• [Exercise aim]:
Find the line that contains "Please segment every instance of the bare"; then retype it and each line after it, exactly, through the final line of the data below.

(Named region outline records)
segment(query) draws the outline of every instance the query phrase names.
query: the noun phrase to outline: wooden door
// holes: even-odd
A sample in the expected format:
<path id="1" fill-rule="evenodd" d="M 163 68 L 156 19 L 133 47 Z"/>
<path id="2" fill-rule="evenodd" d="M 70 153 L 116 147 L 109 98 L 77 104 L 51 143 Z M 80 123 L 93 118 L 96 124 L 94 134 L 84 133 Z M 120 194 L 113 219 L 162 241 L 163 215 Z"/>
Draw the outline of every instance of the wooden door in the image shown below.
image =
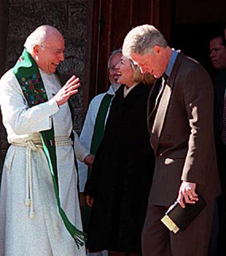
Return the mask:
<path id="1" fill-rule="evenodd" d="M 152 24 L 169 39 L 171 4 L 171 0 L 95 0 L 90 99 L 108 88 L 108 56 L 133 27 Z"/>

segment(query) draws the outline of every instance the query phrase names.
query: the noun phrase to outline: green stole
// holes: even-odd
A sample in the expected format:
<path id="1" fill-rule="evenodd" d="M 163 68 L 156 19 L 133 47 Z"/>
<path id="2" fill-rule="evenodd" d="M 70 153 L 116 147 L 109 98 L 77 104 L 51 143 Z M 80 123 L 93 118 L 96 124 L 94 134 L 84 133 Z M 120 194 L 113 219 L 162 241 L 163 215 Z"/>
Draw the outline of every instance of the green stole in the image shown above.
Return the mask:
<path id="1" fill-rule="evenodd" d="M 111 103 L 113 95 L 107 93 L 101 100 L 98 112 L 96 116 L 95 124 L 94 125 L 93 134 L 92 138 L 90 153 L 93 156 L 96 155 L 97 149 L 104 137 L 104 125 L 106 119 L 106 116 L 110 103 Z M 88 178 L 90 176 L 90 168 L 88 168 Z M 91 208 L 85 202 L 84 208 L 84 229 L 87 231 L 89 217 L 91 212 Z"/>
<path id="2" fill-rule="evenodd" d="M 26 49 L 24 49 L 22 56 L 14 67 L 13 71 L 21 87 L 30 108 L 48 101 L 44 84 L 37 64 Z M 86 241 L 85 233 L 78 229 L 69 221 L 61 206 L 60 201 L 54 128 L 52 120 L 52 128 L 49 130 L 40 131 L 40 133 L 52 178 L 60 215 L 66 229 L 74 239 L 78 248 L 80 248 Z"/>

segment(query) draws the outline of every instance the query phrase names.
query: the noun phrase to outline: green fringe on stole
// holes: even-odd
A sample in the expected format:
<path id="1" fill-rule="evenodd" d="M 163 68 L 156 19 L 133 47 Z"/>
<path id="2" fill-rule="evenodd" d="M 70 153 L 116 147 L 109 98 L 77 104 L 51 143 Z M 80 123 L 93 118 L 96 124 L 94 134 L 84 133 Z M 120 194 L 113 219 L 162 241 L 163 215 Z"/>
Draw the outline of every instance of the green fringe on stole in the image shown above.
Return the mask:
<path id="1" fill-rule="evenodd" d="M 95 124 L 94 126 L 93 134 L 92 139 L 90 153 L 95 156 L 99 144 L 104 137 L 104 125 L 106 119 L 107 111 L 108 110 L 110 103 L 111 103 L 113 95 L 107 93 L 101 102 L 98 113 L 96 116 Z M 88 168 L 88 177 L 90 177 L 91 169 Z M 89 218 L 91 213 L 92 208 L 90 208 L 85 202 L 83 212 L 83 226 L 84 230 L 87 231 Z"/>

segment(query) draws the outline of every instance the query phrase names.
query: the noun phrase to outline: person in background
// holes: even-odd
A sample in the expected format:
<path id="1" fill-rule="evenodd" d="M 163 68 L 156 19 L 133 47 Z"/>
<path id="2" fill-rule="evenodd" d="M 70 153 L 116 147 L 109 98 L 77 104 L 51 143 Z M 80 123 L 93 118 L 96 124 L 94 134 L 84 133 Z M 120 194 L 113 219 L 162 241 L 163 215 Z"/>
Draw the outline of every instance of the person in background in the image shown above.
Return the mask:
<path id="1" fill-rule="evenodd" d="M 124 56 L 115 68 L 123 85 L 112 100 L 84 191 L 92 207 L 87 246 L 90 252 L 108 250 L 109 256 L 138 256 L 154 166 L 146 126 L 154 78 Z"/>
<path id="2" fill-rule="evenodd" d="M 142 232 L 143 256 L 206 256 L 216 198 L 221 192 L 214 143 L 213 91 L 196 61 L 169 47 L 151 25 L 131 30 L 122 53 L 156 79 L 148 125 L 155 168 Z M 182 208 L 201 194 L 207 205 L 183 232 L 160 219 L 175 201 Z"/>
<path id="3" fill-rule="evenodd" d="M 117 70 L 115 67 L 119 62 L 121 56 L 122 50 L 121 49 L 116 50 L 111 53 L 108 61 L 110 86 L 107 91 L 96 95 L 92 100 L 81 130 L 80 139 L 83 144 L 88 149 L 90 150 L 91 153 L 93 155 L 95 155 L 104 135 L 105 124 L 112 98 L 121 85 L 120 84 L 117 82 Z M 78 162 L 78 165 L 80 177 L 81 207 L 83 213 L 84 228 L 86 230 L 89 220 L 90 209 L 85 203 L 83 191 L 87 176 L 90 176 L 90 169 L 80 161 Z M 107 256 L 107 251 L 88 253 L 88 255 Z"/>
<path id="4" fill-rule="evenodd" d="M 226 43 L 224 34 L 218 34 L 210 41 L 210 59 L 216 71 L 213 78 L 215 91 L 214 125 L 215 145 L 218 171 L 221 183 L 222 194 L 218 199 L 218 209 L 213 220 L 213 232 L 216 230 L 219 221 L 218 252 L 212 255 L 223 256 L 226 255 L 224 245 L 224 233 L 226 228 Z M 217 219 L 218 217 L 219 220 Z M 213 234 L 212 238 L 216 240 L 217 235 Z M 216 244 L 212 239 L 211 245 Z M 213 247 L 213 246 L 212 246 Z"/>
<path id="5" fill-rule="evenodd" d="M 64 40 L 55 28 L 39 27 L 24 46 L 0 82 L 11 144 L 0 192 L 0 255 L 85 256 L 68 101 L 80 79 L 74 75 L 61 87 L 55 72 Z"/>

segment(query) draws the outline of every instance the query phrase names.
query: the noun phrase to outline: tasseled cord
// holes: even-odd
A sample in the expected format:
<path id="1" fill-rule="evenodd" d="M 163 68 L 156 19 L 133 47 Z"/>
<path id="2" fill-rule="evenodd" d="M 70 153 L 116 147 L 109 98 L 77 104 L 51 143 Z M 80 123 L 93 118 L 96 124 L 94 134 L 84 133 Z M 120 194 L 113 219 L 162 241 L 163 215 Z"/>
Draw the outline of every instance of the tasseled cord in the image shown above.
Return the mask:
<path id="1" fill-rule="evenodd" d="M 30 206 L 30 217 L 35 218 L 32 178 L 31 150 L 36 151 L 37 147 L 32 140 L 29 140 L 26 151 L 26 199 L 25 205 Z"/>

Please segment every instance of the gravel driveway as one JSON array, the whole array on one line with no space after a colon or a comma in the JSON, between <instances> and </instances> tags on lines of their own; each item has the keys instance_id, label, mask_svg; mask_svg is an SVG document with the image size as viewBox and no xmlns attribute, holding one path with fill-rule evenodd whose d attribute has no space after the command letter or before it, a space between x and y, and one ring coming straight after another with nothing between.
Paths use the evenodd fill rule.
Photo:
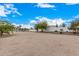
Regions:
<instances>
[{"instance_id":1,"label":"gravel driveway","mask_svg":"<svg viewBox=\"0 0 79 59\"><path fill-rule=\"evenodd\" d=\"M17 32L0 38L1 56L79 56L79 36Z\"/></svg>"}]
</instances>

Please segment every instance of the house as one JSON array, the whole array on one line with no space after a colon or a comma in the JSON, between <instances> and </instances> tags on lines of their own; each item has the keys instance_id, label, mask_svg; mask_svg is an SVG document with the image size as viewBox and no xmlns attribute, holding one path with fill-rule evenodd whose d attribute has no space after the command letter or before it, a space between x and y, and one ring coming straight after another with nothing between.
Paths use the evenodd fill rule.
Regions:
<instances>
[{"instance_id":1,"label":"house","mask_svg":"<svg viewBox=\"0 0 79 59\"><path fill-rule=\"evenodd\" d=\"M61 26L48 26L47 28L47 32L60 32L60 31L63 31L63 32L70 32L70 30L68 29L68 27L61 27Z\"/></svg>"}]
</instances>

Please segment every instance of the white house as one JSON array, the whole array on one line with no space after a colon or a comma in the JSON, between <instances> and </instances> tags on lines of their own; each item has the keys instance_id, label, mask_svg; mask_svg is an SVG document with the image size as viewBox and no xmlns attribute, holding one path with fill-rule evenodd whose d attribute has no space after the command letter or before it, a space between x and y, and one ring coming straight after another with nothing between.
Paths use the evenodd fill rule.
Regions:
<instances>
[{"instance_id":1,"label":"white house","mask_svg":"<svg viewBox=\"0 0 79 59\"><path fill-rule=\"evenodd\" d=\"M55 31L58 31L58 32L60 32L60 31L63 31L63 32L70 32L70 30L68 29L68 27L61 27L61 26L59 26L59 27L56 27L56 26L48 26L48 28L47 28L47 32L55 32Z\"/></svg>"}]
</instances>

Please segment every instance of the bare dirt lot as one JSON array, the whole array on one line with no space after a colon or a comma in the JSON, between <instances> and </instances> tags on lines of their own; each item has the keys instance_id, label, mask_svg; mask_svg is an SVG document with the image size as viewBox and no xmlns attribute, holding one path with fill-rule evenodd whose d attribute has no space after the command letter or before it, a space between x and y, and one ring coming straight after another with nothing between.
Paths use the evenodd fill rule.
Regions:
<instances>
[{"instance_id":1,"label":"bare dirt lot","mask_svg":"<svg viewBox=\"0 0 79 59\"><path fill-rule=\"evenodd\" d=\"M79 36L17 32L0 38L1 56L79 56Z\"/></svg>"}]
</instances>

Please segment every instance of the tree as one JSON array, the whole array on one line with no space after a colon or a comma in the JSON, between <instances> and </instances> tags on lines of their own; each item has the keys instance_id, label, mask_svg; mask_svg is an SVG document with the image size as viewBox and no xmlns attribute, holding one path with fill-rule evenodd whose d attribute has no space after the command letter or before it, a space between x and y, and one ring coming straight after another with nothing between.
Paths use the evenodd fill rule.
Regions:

• [Full output]:
Please segment every instance of the bare dirt lot as one JSON array, the whole array on one line with no space after a colon or a comma in the JSON, between <instances> and </instances> tags on lines of their own; each item has the keys instance_id, label, mask_svg; mask_svg is an SVG document with the image size as viewBox and no xmlns attribute, holding one path with fill-rule evenodd whose d attribute has no space after the command letter or before it, a space between x and y, and one ring coming straight after another with nothing between.
Paths use the evenodd fill rule.
Regions:
<instances>
[{"instance_id":1,"label":"bare dirt lot","mask_svg":"<svg viewBox=\"0 0 79 59\"><path fill-rule=\"evenodd\" d=\"M79 36L17 32L0 38L1 56L79 56Z\"/></svg>"}]
</instances>

Please segment every instance of the tree as one JSON array, the whole array on one line with no space after a colon or a comma in the JSON, between <instances> and </instances> tags on lines of their own; each item has the keys instance_id, label, mask_svg; mask_svg is an SVG document with the image size as viewBox and no xmlns attribute, holding one path with fill-rule evenodd whose d attribute has no space after the command letter or before it, a space between x and y, and one ring coming straight after another with nothing between.
Paths use the evenodd fill rule.
Regions:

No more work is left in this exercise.